Goal of the exercise:
All records are to be printed again exactly as they appear.
Content starts
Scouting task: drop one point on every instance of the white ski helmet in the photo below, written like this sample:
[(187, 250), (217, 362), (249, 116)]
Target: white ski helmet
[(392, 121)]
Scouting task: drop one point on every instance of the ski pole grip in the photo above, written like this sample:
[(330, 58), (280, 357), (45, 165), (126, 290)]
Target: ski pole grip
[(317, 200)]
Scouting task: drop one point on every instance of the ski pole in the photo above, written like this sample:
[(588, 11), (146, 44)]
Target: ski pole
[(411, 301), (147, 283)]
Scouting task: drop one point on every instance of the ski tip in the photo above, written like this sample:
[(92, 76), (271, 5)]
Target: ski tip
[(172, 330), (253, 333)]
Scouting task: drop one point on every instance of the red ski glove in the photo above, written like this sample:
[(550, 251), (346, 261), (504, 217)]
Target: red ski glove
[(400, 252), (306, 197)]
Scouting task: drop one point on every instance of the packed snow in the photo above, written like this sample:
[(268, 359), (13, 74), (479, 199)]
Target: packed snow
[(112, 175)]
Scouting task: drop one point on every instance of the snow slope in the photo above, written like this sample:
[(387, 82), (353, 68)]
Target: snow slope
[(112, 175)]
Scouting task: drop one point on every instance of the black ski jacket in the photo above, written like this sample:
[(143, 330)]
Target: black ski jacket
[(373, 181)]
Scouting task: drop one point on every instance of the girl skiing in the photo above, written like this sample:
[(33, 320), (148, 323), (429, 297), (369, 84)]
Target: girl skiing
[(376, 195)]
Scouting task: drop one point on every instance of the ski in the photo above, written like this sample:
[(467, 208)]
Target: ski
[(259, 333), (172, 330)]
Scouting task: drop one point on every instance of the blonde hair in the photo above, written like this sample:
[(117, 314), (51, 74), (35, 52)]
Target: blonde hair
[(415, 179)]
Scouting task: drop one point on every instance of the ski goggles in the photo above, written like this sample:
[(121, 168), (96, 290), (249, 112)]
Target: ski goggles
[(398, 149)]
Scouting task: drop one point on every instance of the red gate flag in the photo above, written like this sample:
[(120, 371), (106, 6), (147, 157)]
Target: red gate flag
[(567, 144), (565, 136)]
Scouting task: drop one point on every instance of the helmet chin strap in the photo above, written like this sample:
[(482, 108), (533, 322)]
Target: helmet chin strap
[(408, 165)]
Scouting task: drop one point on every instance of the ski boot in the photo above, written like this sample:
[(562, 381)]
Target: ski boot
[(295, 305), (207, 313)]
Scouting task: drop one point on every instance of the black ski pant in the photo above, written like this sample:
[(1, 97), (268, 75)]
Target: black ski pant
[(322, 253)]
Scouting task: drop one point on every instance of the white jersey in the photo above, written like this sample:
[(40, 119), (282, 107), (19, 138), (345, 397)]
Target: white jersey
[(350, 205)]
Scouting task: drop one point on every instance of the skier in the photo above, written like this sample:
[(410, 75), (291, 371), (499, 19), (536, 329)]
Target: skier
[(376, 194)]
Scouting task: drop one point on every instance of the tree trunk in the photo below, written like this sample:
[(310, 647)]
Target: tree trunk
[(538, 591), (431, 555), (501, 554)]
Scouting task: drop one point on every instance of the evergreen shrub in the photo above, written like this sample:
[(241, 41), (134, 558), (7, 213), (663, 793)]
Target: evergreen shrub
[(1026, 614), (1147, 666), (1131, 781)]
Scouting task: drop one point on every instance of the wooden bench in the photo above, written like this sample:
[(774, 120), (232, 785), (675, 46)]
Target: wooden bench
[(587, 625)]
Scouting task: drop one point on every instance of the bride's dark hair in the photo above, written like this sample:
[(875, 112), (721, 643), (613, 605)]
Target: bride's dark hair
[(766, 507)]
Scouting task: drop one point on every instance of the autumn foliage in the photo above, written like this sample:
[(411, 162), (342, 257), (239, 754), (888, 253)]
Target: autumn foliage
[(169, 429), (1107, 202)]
Content ends
The completed task:
Scouting task: drop one point on every instance of the white ski helmet in the photo below, written like this sample:
[(187, 250), (217, 362), (249, 116)]
Target: white ski helmet
[(392, 121)]
Scouting task: drop one point on every instance of the ski pole grip in the photo above, written like this sample:
[(330, 58), (280, 357), (45, 165), (126, 290)]
Target: ski pole grip
[(317, 200)]
Scouting task: drop one point on every instance of the ski pole in the photo above, written like this sample:
[(588, 11), (146, 44)]
Target: ski pole
[(411, 301), (147, 283)]
Scouting task: drop one point on every instance of the ski tip in the photo above, written like this sample:
[(92, 76), (271, 5)]
Target: ski tip
[(172, 330), (253, 333)]
Scouting task: drop one point on every instance of the red ski glove in the photo above, written like this sample:
[(550, 251), (346, 261), (504, 217)]
Target: red ski glove
[(400, 252), (306, 197)]
Scouting task: drop one point on every instance of the packed snow in the photo above, written like this sample:
[(268, 359), (13, 74), (479, 199)]
Target: packed snow
[(112, 175)]
Scouting task: drop one point on every instance of the snow slope in the photo above, written like this sample:
[(387, 82), (353, 68)]
Target: snow slope
[(112, 175)]
Scouting task: drop one point on every instance of the black ski jacket in the photo above, written like this sample:
[(143, 330)]
Target: black ski jacket
[(373, 181)]
Scouting task: drop one point on every instance of the girl skiing in the photo above, written like this sample:
[(33, 320), (148, 323), (429, 297), (369, 84)]
Target: girl skiing
[(376, 195)]
Scouting task: drop one point on every instance of the ski in the photo above, written like this sample:
[(467, 208)]
Target: ski
[(259, 333), (172, 330)]
Scouting task: drop one point on every instance of the blonde hair in the photo above, written like this sample:
[(117, 314), (51, 74), (35, 52)]
Target: blonde hair
[(415, 179)]
Scouting task: drop one point on every instance of the ski goggles in the photo above, written like this sample:
[(121, 168), (96, 290), (249, 112)]
Target: ski goggles
[(398, 149)]
Scouting task: drop one point on every instance of the red gate flag in the photo above, written like this sample:
[(120, 371), (106, 6), (147, 157)]
Target: red gate flag
[(567, 144), (565, 136)]
Scouting task: drop one point on every instance of the helmet chin strap in the photo above, written like this sample:
[(482, 108), (533, 322)]
Target: helmet chin strap
[(408, 165)]
Scouting task: drop one point on every instance of the ski boot in the photo above, written like this sample:
[(562, 381)]
Target: ski boot
[(295, 305), (207, 313)]
Scouting task: drop one point on every instance of the black ski pant in the photo above, written like this sample:
[(1, 97), (268, 75)]
Target: black ski pant
[(322, 253)]
Scouting task: drop one point on every instance of the white jersey in the photo above, written like this sample:
[(40, 119), (282, 107), (19, 138), (345, 397)]
Target: white jersey
[(350, 205)]
Scouting task: drop one point on every instance of the skier in the photo above, written like this sample:
[(410, 75), (291, 371), (499, 19), (536, 329)]
Target: skier
[(376, 194)]
Scouting task: drop one point on every instance of the tree trunk in the photo below, written like this sample:
[(310, 647)]
Target: tree trunk
[(538, 591), (431, 555), (501, 554)]
Scouting task: drop one point on every instance of the evergreen shrub in the photo above, written like this sample:
[(241, 41), (134, 558), (7, 213), (663, 793)]
Target: evergreen shrub
[(1026, 614), (1147, 666), (1131, 781)]
Scouting task: drop one point on every instance of the wooden bench in the photo above, written like this sample:
[(774, 120), (232, 785), (675, 46)]
Target: wooden bench
[(587, 625)]
Scouting task: drop one point on every instance of the bride's dark hair in the photo above, written like this sample:
[(875, 112), (721, 643), (613, 605)]
Target: bride's dark hair
[(766, 507)]
Scouting task: drop one point on every instance of the autumn foliage in the photo above, written like this sample:
[(411, 162), (342, 257), (239, 754), (888, 253)]
Target: autumn foliage
[(169, 429), (1107, 202)]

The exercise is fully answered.